## Point annotation records
>>>

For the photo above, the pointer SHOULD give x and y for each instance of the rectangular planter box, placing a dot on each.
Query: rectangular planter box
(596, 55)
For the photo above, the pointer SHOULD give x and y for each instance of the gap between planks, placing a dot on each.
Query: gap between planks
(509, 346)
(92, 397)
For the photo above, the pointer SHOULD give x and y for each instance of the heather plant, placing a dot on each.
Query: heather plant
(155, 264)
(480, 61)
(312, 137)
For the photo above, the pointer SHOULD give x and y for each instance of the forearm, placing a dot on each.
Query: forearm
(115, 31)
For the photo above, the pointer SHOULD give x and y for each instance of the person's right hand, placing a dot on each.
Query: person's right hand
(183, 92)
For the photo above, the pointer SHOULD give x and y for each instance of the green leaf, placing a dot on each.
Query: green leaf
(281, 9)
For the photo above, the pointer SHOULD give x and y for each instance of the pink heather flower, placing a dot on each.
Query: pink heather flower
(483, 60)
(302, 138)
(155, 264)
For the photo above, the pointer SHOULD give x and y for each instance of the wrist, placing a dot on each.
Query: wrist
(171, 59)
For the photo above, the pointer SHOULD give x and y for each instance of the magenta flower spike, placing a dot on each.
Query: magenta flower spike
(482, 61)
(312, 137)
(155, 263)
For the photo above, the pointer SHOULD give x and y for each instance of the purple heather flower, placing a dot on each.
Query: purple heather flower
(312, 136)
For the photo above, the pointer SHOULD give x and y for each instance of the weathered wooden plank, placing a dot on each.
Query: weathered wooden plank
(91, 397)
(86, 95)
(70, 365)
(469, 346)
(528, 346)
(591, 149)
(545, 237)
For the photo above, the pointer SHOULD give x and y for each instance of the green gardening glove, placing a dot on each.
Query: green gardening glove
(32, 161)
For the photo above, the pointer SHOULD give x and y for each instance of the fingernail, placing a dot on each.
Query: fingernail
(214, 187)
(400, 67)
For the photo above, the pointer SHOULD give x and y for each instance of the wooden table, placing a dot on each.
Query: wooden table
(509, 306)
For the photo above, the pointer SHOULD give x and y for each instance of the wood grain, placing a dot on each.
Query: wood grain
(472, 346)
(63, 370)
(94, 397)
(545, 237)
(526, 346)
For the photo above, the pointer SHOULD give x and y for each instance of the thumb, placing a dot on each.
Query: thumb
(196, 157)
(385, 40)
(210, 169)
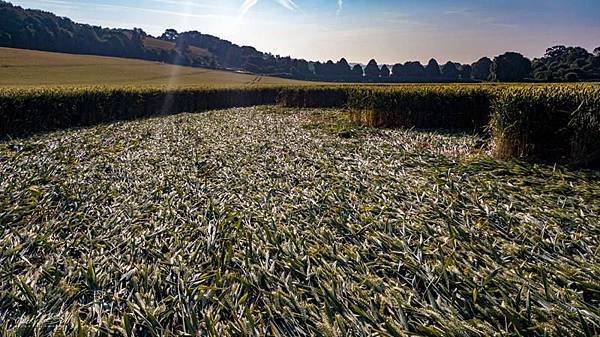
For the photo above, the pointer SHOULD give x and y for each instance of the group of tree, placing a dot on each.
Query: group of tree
(34, 29)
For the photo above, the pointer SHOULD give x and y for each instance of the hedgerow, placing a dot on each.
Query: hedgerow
(549, 123)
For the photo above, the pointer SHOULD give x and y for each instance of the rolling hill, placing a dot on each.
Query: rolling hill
(20, 67)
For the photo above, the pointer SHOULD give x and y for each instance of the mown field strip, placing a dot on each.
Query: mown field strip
(271, 221)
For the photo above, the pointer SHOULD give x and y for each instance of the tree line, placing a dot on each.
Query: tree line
(34, 29)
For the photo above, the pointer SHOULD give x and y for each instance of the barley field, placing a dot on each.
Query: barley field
(29, 68)
(290, 222)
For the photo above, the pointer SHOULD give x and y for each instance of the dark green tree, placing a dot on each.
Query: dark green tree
(511, 67)
(343, 70)
(398, 71)
(466, 72)
(432, 70)
(357, 72)
(384, 73)
(414, 70)
(372, 70)
(450, 71)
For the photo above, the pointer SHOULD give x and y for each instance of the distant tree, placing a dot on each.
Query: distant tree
(330, 70)
(372, 70)
(481, 69)
(398, 70)
(571, 77)
(357, 72)
(170, 35)
(343, 70)
(450, 71)
(432, 70)
(384, 73)
(414, 69)
(562, 63)
(511, 67)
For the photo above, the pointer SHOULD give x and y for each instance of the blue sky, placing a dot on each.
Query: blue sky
(389, 30)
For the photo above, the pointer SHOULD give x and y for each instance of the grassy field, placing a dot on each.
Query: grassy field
(272, 221)
(22, 68)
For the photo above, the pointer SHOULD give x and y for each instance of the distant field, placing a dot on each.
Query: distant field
(20, 67)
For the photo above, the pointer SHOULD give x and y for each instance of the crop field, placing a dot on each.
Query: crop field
(25, 68)
(290, 222)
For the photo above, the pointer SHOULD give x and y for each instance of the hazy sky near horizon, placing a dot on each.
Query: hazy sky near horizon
(388, 30)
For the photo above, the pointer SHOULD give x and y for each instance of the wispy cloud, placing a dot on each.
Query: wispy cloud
(289, 4)
(248, 4)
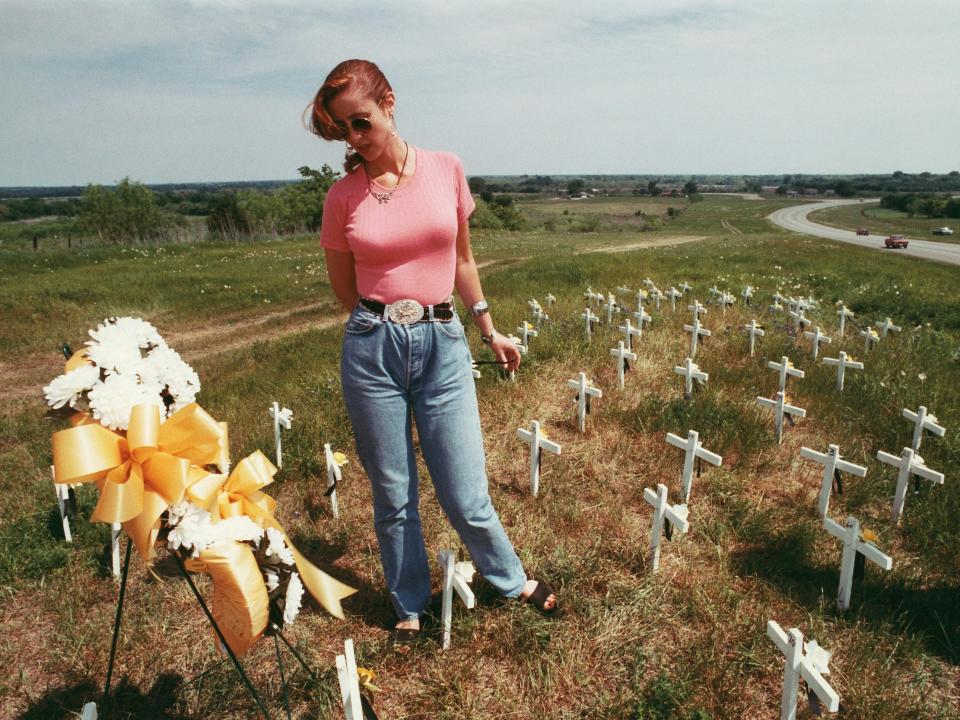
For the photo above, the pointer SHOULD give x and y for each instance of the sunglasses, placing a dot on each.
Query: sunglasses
(358, 125)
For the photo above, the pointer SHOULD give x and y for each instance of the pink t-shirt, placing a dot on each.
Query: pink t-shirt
(407, 247)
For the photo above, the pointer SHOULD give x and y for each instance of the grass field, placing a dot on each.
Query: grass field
(882, 221)
(689, 642)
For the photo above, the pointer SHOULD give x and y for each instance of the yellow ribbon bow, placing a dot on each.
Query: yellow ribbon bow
(142, 472)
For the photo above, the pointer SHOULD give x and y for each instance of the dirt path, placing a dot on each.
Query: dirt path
(731, 227)
(653, 242)
(25, 378)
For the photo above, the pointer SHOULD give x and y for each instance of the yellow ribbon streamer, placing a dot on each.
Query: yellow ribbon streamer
(154, 465)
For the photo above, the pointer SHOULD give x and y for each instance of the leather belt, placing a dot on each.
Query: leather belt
(407, 312)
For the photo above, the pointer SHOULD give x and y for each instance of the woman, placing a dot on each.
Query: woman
(397, 242)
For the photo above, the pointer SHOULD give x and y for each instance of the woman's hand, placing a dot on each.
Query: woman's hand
(505, 351)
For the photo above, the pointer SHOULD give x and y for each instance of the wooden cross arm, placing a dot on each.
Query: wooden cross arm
(828, 696)
(848, 467)
(677, 514)
(835, 528)
(925, 472)
(888, 458)
(710, 457)
(873, 553)
(650, 496)
(811, 454)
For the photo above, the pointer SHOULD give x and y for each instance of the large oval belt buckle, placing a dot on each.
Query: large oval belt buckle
(405, 312)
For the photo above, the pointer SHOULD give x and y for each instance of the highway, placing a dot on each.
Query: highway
(795, 218)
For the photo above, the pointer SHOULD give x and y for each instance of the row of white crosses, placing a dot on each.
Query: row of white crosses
(281, 419)
(805, 660)
(781, 408)
(667, 516)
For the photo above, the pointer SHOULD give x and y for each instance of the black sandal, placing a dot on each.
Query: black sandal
(538, 598)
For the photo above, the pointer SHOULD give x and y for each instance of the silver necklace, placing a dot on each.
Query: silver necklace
(384, 198)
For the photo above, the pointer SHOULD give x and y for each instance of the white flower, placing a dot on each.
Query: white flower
(291, 605)
(192, 528)
(112, 400)
(271, 580)
(278, 547)
(66, 389)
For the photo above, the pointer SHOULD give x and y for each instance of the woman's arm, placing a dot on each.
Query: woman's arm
(343, 277)
(467, 281)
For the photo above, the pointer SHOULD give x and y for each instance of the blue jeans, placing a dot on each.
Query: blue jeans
(392, 375)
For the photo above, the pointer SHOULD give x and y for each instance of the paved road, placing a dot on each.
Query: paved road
(795, 218)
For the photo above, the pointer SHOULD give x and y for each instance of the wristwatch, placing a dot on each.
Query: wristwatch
(479, 308)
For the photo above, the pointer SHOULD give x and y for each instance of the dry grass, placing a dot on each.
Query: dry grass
(688, 642)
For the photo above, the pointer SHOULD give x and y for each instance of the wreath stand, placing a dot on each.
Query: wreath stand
(277, 637)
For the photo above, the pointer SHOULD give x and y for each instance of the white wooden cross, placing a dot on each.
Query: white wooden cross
(589, 319)
(474, 369)
(674, 295)
(641, 298)
(642, 317)
(457, 577)
(817, 337)
(349, 681)
(676, 515)
(690, 371)
(843, 362)
(726, 300)
(623, 356)
(833, 464)
(806, 660)
(694, 451)
(853, 544)
(334, 476)
(909, 463)
(800, 321)
(781, 409)
(754, 331)
(63, 503)
(629, 332)
(843, 313)
(697, 309)
(538, 443)
(281, 419)
(887, 326)
(785, 368)
(922, 420)
(584, 392)
(696, 331)
(657, 296)
(526, 331)
(611, 307)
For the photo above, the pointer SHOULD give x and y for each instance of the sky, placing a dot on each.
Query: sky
(213, 90)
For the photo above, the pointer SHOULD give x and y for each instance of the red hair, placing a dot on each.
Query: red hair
(362, 76)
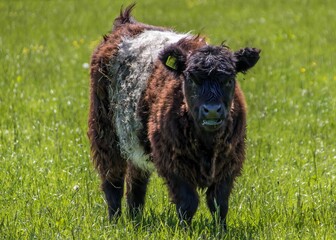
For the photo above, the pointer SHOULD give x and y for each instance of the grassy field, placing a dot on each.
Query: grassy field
(49, 189)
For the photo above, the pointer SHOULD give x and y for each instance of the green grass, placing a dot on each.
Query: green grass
(49, 189)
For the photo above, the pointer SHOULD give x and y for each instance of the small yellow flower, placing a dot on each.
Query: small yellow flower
(18, 79)
(25, 51)
(75, 44)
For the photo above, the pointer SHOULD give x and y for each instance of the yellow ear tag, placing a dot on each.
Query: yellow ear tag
(171, 62)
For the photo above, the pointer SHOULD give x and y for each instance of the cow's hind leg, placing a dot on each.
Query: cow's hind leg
(218, 200)
(114, 191)
(184, 196)
(136, 182)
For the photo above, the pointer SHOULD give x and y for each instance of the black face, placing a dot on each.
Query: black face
(209, 86)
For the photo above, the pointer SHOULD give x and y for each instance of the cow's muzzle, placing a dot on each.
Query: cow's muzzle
(212, 116)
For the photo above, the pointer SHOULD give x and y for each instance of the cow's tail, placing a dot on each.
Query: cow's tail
(124, 17)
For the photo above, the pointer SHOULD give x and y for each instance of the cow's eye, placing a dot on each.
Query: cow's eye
(229, 83)
(195, 79)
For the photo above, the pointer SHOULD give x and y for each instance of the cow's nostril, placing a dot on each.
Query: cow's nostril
(212, 111)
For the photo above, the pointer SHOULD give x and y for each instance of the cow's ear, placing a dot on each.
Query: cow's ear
(246, 58)
(174, 58)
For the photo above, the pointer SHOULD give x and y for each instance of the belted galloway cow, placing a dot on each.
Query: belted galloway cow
(167, 101)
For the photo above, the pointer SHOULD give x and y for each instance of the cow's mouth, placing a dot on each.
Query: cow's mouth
(212, 124)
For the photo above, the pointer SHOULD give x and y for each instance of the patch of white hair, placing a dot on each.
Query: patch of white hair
(130, 70)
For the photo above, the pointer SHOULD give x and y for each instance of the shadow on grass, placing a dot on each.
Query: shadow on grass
(166, 223)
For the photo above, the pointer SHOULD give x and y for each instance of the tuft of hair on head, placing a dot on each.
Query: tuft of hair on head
(125, 16)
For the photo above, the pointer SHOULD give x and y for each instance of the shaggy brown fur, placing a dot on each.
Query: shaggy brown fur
(193, 119)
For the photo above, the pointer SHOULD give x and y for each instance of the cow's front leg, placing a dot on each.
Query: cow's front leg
(218, 199)
(113, 192)
(185, 197)
(137, 181)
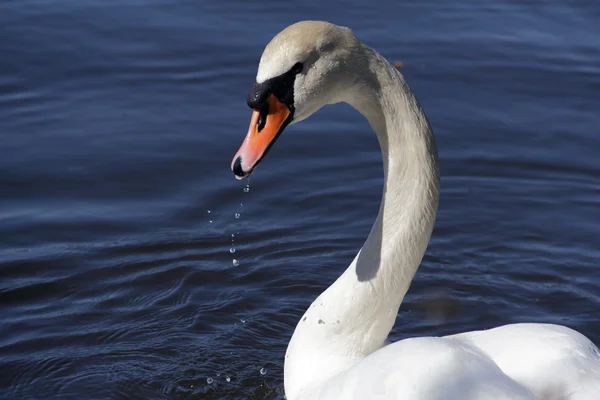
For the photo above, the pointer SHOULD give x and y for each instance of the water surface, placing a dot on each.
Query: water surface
(118, 121)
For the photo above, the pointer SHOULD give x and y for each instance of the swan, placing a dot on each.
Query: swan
(339, 348)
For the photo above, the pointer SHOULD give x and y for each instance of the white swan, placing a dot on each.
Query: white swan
(339, 349)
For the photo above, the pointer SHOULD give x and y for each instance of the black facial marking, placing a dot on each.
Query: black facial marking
(281, 86)
(262, 116)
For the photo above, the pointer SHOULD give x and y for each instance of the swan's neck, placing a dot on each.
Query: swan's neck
(354, 316)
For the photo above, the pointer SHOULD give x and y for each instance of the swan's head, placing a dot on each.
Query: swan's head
(302, 69)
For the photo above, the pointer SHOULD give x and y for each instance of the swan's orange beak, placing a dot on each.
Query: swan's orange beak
(265, 127)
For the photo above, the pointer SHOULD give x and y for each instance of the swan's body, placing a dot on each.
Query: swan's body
(338, 350)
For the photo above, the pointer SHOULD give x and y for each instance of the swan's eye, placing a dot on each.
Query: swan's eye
(262, 117)
(297, 68)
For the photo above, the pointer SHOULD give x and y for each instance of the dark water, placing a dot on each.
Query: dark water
(118, 121)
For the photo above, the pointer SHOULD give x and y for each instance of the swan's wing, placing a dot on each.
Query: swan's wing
(552, 361)
(423, 369)
(521, 361)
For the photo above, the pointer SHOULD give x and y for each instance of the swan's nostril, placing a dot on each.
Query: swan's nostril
(237, 168)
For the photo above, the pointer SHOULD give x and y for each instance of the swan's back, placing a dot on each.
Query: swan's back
(520, 361)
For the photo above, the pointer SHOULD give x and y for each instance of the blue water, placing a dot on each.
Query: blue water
(118, 121)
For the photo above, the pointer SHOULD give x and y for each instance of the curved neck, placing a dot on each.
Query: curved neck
(354, 316)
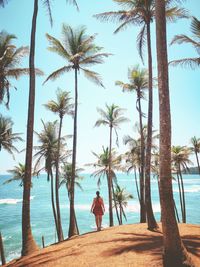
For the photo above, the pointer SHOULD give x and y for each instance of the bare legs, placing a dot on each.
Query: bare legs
(98, 219)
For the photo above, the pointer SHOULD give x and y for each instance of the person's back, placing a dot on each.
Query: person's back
(98, 210)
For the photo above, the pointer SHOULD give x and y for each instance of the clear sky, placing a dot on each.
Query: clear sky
(16, 18)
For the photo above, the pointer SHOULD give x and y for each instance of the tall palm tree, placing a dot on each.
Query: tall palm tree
(142, 13)
(175, 253)
(61, 107)
(122, 198)
(195, 42)
(47, 151)
(138, 83)
(112, 118)
(180, 160)
(79, 51)
(103, 169)
(66, 176)
(10, 59)
(7, 137)
(196, 148)
(17, 174)
(28, 243)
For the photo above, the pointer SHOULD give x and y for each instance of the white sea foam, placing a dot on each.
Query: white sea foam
(12, 201)
(194, 189)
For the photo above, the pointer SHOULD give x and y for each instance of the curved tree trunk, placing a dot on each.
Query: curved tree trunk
(110, 179)
(174, 253)
(148, 204)
(52, 203)
(136, 184)
(28, 243)
(142, 153)
(115, 203)
(197, 161)
(183, 195)
(73, 228)
(60, 232)
(180, 195)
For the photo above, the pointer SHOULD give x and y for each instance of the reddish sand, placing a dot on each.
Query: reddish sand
(127, 245)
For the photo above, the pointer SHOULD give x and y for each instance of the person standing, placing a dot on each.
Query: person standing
(98, 210)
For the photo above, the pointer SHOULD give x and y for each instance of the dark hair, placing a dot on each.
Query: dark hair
(97, 193)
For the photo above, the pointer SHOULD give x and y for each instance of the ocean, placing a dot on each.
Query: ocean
(41, 211)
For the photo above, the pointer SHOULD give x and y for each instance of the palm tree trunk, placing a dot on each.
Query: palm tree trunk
(174, 253)
(176, 212)
(136, 184)
(28, 243)
(180, 195)
(60, 232)
(115, 203)
(110, 179)
(52, 203)
(197, 161)
(142, 151)
(73, 228)
(148, 204)
(183, 196)
(120, 208)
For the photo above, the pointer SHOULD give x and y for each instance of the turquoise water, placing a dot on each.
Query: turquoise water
(41, 211)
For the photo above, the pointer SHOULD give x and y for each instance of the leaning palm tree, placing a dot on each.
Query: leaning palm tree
(175, 253)
(7, 137)
(196, 149)
(46, 152)
(79, 51)
(180, 160)
(195, 42)
(138, 83)
(122, 198)
(10, 59)
(62, 107)
(28, 243)
(142, 13)
(101, 165)
(112, 118)
(17, 174)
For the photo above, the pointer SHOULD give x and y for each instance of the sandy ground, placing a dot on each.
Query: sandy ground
(127, 245)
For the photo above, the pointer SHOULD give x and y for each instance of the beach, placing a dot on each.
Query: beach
(41, 211)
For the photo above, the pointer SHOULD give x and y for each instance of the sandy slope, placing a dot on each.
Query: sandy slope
(127, 245)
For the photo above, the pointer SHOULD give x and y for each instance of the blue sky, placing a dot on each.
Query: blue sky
(16, 18)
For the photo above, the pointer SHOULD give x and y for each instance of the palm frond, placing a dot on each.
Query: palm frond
(186, 62)
(93, 76)
(54, 75)
(57, 47)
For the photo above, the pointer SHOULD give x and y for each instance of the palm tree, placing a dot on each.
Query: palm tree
(47, 152)
(196, 148)
(17, 174)
(79, 51)
(195, 42)
(122, 197)
(180, 160)
(112, 117)
(142, 13)
(10, 59)
(138, 83)
(102, 165)
(28, 243)
(66, 176)
(7, 137)
(175, 253)
(61, 107)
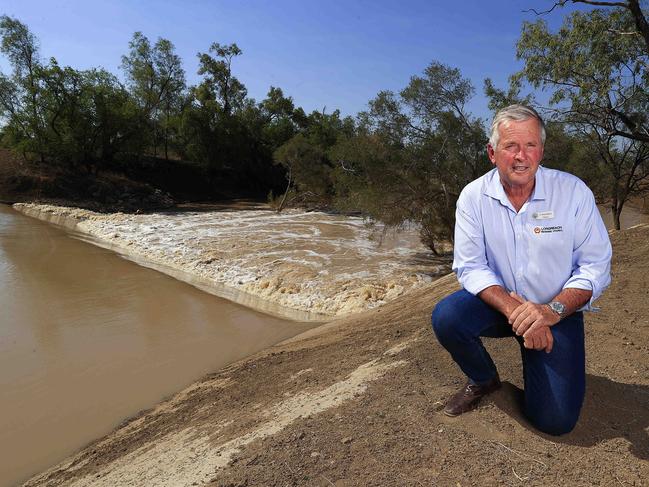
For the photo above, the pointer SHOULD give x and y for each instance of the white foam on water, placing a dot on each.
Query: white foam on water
(309, 261)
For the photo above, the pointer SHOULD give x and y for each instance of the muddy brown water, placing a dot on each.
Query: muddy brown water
(88, 339)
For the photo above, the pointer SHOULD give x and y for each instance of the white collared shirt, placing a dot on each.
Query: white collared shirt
(557, 240)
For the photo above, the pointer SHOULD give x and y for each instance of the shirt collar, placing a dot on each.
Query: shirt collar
(494, 187)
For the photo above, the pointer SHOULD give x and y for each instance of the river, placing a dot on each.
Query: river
(88, 338)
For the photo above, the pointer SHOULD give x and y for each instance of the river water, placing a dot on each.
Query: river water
(88, 338)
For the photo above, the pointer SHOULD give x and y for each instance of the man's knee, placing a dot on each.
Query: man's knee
(445, 319)
(555, 423)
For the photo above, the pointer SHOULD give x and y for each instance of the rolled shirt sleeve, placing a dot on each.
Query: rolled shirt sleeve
(469, 256)
(591, 257)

<<<

Give back exactly the lines running from the line containing "collared shirt, placing a dot on each." through the end of the material above, both included, and nothing beyond them.

For the photo above, the pointer SHOULD give x and y for each instance of the white collared shirt, placing a dot on each.
Query: white collared shirt
(557, 240)
For the photo above, the pointer SHOULD give x and y for each instance of the shirt collar, placing a dot on each.
Query: shirt collar
(494, 187)
For the photo above, the pointer SHOULD give x and y for each instance of the river, placing a dot on each.
Query: river
(88, 338)
For the photo above, the pointer SHOULD give x and y for each instance of the river water, placing a dot on each.
Query: river water
(88, 338)
For the photo above, the pointer SHOULD give x and y for each instance of the man's knee, placing a dot on each.
Query: man's knee
(445, 319)
(555, 423)
For the photo above, the pointer SHOULD give x and y for each instance of the rolled shirt sleeve, placing a dot on each.
Query: rolled shirt sleeve
(469, 256)
(591, 257)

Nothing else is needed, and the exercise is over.